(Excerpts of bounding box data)
++++++
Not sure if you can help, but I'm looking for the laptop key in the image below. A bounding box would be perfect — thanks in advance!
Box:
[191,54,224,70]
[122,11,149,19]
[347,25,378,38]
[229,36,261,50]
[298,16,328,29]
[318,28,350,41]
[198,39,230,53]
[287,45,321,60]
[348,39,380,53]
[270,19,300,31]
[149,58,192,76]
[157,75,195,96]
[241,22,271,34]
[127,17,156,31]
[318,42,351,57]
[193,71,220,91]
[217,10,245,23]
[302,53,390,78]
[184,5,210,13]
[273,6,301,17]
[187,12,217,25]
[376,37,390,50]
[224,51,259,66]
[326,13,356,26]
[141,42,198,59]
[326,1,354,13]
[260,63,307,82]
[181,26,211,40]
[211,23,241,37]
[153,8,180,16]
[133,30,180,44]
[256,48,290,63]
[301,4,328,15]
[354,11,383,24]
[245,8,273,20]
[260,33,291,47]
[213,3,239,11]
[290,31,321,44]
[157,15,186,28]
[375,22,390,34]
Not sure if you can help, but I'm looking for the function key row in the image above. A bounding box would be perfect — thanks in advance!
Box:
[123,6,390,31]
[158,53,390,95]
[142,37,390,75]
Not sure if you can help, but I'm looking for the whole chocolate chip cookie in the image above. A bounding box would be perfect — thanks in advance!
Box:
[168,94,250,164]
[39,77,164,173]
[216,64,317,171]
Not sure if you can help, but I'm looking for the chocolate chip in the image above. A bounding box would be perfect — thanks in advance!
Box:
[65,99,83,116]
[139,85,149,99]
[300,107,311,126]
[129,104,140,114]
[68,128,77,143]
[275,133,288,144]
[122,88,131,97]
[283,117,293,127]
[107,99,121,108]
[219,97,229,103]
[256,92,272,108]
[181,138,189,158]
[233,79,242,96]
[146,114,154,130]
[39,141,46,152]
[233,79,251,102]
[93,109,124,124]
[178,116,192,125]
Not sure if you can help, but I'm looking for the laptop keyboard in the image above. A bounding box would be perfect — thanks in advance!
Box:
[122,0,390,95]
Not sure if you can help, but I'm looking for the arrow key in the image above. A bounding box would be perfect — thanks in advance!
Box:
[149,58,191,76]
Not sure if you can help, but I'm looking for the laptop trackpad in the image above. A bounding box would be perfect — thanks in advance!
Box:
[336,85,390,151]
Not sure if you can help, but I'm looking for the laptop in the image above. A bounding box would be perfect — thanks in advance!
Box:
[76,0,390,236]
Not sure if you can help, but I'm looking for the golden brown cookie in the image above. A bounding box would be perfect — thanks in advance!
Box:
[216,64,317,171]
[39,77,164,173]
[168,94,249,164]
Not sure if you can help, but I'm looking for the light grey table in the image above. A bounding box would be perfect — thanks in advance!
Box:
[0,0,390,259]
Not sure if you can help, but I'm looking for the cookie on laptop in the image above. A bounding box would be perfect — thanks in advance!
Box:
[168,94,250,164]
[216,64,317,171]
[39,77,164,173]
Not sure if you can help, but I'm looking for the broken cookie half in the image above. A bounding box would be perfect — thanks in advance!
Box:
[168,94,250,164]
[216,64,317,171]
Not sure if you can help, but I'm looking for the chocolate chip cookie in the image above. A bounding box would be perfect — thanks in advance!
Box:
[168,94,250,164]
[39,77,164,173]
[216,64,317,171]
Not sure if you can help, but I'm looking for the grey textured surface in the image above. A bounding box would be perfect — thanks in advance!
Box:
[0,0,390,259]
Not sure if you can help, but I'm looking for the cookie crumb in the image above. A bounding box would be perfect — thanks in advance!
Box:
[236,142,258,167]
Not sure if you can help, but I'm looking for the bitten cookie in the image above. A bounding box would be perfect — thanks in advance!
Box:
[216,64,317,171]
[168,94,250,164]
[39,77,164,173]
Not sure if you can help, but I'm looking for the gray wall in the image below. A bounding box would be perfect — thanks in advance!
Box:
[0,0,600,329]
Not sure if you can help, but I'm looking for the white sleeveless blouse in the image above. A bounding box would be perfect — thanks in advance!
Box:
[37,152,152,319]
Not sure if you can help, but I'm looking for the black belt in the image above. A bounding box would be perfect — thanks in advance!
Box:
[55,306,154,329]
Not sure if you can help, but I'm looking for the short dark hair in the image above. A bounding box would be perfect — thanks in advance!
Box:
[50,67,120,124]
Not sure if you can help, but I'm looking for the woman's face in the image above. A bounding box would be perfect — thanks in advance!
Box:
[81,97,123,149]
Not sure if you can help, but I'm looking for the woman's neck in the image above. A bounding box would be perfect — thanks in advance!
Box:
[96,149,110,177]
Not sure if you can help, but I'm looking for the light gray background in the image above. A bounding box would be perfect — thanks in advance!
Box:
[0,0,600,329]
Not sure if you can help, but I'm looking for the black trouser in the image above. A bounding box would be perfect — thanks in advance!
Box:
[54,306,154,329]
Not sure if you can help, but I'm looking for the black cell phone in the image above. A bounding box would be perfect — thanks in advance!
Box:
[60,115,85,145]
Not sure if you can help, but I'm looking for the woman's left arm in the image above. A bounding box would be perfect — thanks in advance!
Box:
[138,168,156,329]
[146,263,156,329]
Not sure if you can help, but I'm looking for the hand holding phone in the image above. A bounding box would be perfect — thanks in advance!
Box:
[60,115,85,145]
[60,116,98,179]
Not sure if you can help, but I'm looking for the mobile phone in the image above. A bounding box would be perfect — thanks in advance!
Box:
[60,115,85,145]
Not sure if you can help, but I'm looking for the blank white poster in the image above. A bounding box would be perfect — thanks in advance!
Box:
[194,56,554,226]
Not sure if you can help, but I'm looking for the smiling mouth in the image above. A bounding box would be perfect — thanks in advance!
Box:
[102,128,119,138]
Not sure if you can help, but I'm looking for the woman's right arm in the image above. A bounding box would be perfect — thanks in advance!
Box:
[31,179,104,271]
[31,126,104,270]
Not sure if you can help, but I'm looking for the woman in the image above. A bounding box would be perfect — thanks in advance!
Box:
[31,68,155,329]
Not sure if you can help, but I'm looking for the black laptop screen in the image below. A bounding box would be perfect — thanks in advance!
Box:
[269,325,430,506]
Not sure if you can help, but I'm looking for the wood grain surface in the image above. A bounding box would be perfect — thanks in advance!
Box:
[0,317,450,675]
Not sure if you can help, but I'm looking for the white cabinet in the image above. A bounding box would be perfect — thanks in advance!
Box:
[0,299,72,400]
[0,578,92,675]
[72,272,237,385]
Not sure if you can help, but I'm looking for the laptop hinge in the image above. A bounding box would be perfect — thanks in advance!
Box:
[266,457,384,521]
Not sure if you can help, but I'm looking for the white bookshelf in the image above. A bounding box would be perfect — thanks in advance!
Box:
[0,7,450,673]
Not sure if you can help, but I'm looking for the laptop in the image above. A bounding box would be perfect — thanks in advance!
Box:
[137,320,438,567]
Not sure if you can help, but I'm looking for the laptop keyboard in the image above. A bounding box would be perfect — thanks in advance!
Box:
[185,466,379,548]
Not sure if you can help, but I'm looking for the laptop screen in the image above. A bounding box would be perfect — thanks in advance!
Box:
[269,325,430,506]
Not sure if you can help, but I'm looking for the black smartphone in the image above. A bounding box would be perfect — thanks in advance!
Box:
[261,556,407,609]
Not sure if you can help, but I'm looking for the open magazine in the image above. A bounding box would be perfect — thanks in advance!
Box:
++++++
(Problem) Give every line of the material above as a JSON list of strings, one string per line, leaving out any blank lines.

(Expected answer)
[
  "Not sure if you can help, but I'm looking for the laptop key in the image below. A bounding box would be perfect — thanks in advance!",
  "Box:",
  "[191,54,224,70]",
  "[122,11,149,19]",
  "[347,25,378,38]",
  "[229,36,261,50]",
  "[298,16,328,29]",
  "[318,28,350,41]",
  "[198,39,230,53]",
  "[287,45,321,60]",
  "[348,39,380,53]",
  "[270,19,300,31]",
  "[149,58,192,76]",
  "[157,75,195,96]",
  "[241,22,271,34]",
  "[127,17,156,31]",
  "[318,42,351,57]",
  "[193,71,220,91]",
  "[217,10,245,23]",
  "[302,53,390,78]",
  "[184,5,210,13]",
  "[273,6,301,17]",
  "[187,12,217,25]",
  "[376,37,390,50]",
  "[224,51,259,66]",
  "[326,13,356,26]",
  "[141,42,198,59]",
  "[326,1,354,13]",
  "[260,63,307,82]",
  "[181,26,211,40]",
  "[211,23,241,37]",
  "[153,8,180,16]",
  "[133,30,180,44]",
  "[256,48,290,63]",
  "[301,4,328,15]",
  "[354,11,383,24]",
  "[245,8,273,20]",
  "[260,33,291,47]",
  "[213,3,239,11]",
  "[290,31,321,44]",
  "[157,15,186,28]",
  "[375,22,390,34]",
  "Not sure if you can help, but I'm looking for the function key row in the image above. A bounding box would be perfect — thanks in advance!",
  "Box:",
  "[123,6,390,31]",
  "[158,53,390,95]",
  "[142,37,390,75]",
  "Not sure if you can help, but I'm looking for the whole chocolate chip cookie in the image above. A bounding box would be perfect — thanks in advance!",
  "Box:",
  "[168,94,250,164]",
  "[39,77,164,173]",
  "[216,64,317,171]",
  "Not sure if you can help, but I'm looking for the chocolate chip in the image above. A bounding box would be perfect — thanks in advance!",
  "Box:",
  "[65,99,83,116]",
  "[139,85,149,99]",
  "[300,107,311,126]",
  "[129,104,140,114]",
  "[68,128,77,143]",
  "[275,133,288,144]",
  "[122,88,131,97]",
  "[283,117,293,127]",
  "[107,99,121,108]",
  "[219,97,229,103]",
  "[256,92,272,108]",
  "[181,138,189,158]",
  "[233,79,242,96]",
  "[146,114,154,130]",
  "[39,141,46,152]",
  "[233,79,251,102]",
  "[93,109,124,124]",
  "[178,116,192,125]",
  "Not sure if you can help, but I'm looking for the laptop keyboard in the image above. A bounding box would be perfect — thanks in advance!",
  "Box:",
  "[122,0,390,95]",
  "Not sure if you can help, but I'm looking for the arrow key in the image above. A bounding box would be perfect — thanks in advance!",
  "Box:",
  "[149,58,191,76]",
  "Not sure if you can help, but I'm looking for the laptop trackpad in the image above. A bounding box would be perfect — thanks in advance!",
  "Box:",
  "[336,85,390,151]",
  "Not sure if you can help, but I'm looking for the laptop in the image above. A bounding box would be perfect — thanks in advance!",
  "Box:",
  "[76,0,390,236]",
  "Not sure if you can help, but I'm looking for the golden brown cookie in the image above. A bounding box would be perfect — thanks in advance!",
  "Box:",
  "[216,64,317,171]",
  "[39,77,164,173]",
  "[168,94,249,164]",
  "Not sure if you can help, but I'm looking for the light grey table in the image above. A bounding box would be perfect — thanks in advance!",
  "Box:",
  "[0,0,390,259]",
  "Not sure if you can help, but I'm looking for the cookie on laptop in the image above. A bounding box would be perfect — thanks in advance!",
  "Box:",
  "[168,94,250,164]",
  "[216,64,317,171]",
  "[39,77,164,173]",
  "Not sure if you can help, but I'm looking for the broken cookie half in the image above. A bounding box would be perfect — thanks in advance!",
  "Box:",
  "[168,94,250,164]",
  "[216,64,317,171]",
  "Not sure if you can help, but I'm looking for the chocolate chip cookie in the image above. A bounding box would be perfect — thanks in advance!",
  "Box:",
  "[168,94,250,164]",
  "[39,77,164,173]",
  "[216,64,317,171]",
  "Not sure if you can help, but I'm looking for the grey textured surface in the image above. A bounding box would be perfect — thanks in advance!",
  "Box:",
  "[0,0,390,259]",
  "Not sure if you can help, but I'm looking for the cookie crumb in the image above. A bounding box would be perfect — thanks in advance!",
  "Box:",
  "[236,142,258,167]",
  "Not sure if you can help, but I'm looking for the bitten cookie in the image above. A bounding box would be perfect — thanks in advance!",
  "Box:",
  "[216,64,317,171]",
  "[168,94,250,164]",
  "[39,77,164,173]",
  "Not sure if you can help, but I'm looking for the gray wall in the image below. A bounding box would be perfect — thanks in advance!",
  "Box:",
  "[0,0,600,329]",
  "Not sure if you can help, but I'm looking for the white sleeveless blouse in the image above. A bounding box would be perfect — thanks in advance!",
  "Box:",
  "[37,152,152,319]",
  "Not sure if you can help, but I'm looking for the black belt in the image above. A bounding box would be perfect — thanks in advance!",
  "Box:",
  "[55,306,154,329]",
  "Not sure if you can help, but I'm looking for the short dark hair in the image above. A bounding box would be perfect — thanks in advance!",
  "Box:",
  "[50,67,120,124]",
  "Not sure if you can help, but I'm looking for the woman's face in the image above. A bounding box would be perfect — thanks in advance!",
  "Box:",
  "[81,97,123,149]",
  "Not sure if you can help, but I'm looking for the woman's neck in the image above. A bounding box would be perfect — thanks in advance!",
  "Box:",
  "[96,149,110,177]",
  "Not sure if you can help, but I'm looking for the light gray background in the image above. A bounding box would be perfect — thanks in advance!",
  "Box:",
  "[0,0,600,329]",
  "Not sure if you can help, but I'm looking for the black trouser in the image above. A bounding box would be perfect — thanks in advance!",
  "Box:",
  "[54,306,154,329]",
  "Not sure if you can help, but I'm looking for the black cell phone in the image above. A bounding box would be perfect — thanks in advance!",
  "Box:",
  "[60,115,85,145]",
  "Not sure if you can help, but I'm looking for the woman's left arm in the image above. A bounding box would be perfect — thanks in advance!",
  "Box:",
  "[138,168,156,329]",
  "[146,263,156,329]",
  "Not sure if you can help, but I'm looking for the hand holding phone in the image above. A bounding box would be perfect — thanks in advance!",
  "Box:",
  "[60,115,85,145]",
  "[60,116,98,179]",
  "Not sure if you can help, but I'm looking for the mobile phone in the image above. A bounding box would be perfect — thanks in advance!",
  "Box:",
  "[60,115,85,145]",
  "Not sure if you can help, but I'm looking for the blank white poster in the image above. A bounding box would be perfect — thanks in advance!",
  "Box:",
  "[194,56,554,226]",
  "Not sure if you can help, but I'm looking for the smiling mouth in the image above. A bounding box would be perfect — thanks in advance!",
  "Box:",
  "[102,128,119,138]",
  "Not sure if you can help, but I'm looking for the woman's right arm in the image above. A bounding box would be perfect — thanks in advance!",
  "Box:",
  "[31,179,104,271]",
  "[31,126,104,270]",
  "Not sure if you can help, but I'm looking for the woman in the image above. A bounding box would be perfect — thanks in advance!",
  "Box:",
  "[31,68,155,329]",
  "Not sure if you can help, but I'm looking for the black laptop screen in the image below. A bounding box would be perfect — thanks in advance!",
  "Box:",
  "[269,325,430,506]",
  "Not sure if you can help, but I'm looking for the wood grain surface in the image above. A bounding box would be perfect — thanks in advance!",
  "Box:",
  "[0,317,450,675]",
  "Not sure if you can help, but I'm looking for the white cabinet in the image above. A bounding box would be perfect — thanks in advance!",
  "Box:",
  "[0,299,72,400]",
  "[0,578,92,675]",
  "[72,272,237,385]",
  "Not sure if you can help, but I'm looking for the laptop hinge in the image above. A bounding box would be perfect — thanks in advance!",
  "Box:",
  "[266,457,384,521]",
  "Not sure if you can help, but I'm looking for the white bookshelf in the image above. A bounding box would be perfect — thanks in advance!",
  "Box:",
  "[0,7,450,673]",
  "Not sure if you can help, but I'm looking for the laptop in the image above. A bounding box would be perfect — thanks in advance!",
  "Box:",
  "[137,320,438,567]",
  "Not sure if you can help, but I'm looking for the laptop keyboard in the image above. A bounding box would be perfect — thanks in advance!",
  "Box:",
  "[185,466,379,548]",
  "Not sure if you can help, but I'm looking for the laptop screen in the image above. A bounding box would be perfect — thanks in advance!",
  "Box:",
  "[269,325,430,506]",
  "Not sure if you can help, but I'm looking for the black smartphone in the image above. A bounding box would be perfect — thanks in advance!",
  "Box:",
  "[261,556,407,609]",
  "Not sure if you can help, but I'm looking for the open magazine in the image above. A bounding box would be perfect — thanks in advance!",
  "Box:"
]